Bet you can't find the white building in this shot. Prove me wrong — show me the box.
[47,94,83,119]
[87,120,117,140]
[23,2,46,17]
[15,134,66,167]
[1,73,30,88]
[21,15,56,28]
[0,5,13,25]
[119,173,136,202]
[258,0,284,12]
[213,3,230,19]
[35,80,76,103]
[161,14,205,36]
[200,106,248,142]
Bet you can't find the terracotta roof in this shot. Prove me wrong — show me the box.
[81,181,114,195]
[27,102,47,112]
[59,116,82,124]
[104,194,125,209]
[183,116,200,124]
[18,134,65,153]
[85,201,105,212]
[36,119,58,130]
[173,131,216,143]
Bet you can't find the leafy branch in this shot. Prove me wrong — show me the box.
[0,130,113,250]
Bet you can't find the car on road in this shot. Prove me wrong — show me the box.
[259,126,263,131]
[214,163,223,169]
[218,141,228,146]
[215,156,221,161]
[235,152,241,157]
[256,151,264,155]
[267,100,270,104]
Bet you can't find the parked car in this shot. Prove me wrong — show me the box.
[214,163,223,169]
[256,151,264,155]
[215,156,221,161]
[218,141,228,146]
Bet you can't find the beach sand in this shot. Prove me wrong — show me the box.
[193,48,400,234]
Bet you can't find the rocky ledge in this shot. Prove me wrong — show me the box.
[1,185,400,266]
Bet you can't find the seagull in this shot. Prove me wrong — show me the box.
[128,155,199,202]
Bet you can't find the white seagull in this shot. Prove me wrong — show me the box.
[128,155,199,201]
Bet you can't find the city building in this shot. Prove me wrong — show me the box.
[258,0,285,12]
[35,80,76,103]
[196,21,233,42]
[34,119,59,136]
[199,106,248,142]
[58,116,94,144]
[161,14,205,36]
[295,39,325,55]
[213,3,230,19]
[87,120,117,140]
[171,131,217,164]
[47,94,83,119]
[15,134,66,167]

**Task requirements**.
Copy the records above exactly.

**Task result**.
Bet you can't find the white building in this shot. Prove me wrong — show me the box.
[47,94,83,119]
[87,120,117,140]
[23,2,46,17]
[15,134,66,167]
[1,73,30,88]
[21,15,56,28]
[0,5,13,25]
[119,173,136,202]
[258,0,284,12]
[213,3,230,19]
[35,80,76,103]
[161,14,205,36]
[200,106,248,142]
Bet you can't find the terracotta roof in this shot. Prove me wrong — show me the box.
[81,181,114,195]
[27,102,47,112]
[59,116,82,124]
[104,194,125,209]
[183,116,200,124]
[18,134,65,153]
[85,201,105,212]
[36,119,58,130]
[173,131,216,143]
Bet you can't find the leafy branch in this shot. Prove me wrong — show me the box.
[0,130,113,250]
Bet you can't find the car on road in this shot. Prove me wrong — show me the box.
[259,126,263,131]
[214,163,223,169]
[218,141,228,146]
[215,156,221,161]
[235,152,241,157]
[256,151,264,155]
[267,100,270,104]
Bet you can't find the parked car in this shot. Prove me wrong — show me the box.
[214,163,223,169]
[256,151,264,155]
[215,156,221,161]
[218,141,228,146]
Bet you can't find the beach sand in this shot. Prove me wrong — show me the box.
[193,48,400,234]
Bet you can't find the rocky ledge in this shot. Prove me wrong — show me the box.
[1,185,400,266]
Bet you can't find the seagull in this shot. Prove me wrong — show me the box.
[128,155,199,202]
Bet you can't find the white seagull in this shot. Prove me wrong — show me the box.
[128,155,199,201]
Bet you can't find the city building in this shot. Prove me wrong — show me the box.
[258,0,285,12]
[35,80,76,103]
[196,21,233,42]
[34,119,59,136]
[199,106,248,142]
[58,116,94,144]
[161,14,205,36]
[295,39,325,55]
[213,3,230,19]
[87,120,117,140]
[171,131,217,164]
[47,94,83,119]
[15,134,66,167]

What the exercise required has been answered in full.